**Selected excerpt**
────

Echoes And Reverberations is a field recording-based mapping of real and imaginary film and television locations.

It is in part an exploration of their fictional counterparts’ themes; from apocalyptic tales to never-were documentaries and phantasmagorical government-commissioned instructional films via stories of conflicting mystical forces of the past and present, scientific experiments gone wrong and unleashed on the world, the discovery of buried ancient objects and the reawakening of their malignant alien influence, progressive struggles in a world of hidebound rural tradition and the once optimism of post-war new town modernism.

────

**Information shown**
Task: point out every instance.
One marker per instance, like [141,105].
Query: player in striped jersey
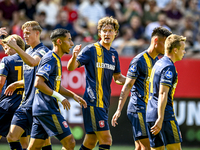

────

Reproduce, word for word, the part of the Echoes And Reverberations description starting at "Echoes And Reverberations" and ending at "new town modernism.".

Echoes And Reverberations is a field recording-based mapping of real and imaginary film and television locations.

It is in part an exploration of their fictional counterparts’ themes; from apocalyptic tales to never-were documentaries and phantasmagorical government-commissioned instructional films via stories of conflicting mystical forces of the past and present, scientific experiments gone wrong and unleashed on the world, the discovery of buried ancient objects and the reawakening of their malignant alien influence, progressive struggles in a world of hidebound rural tradition and the once optimism of post-war new town modernism.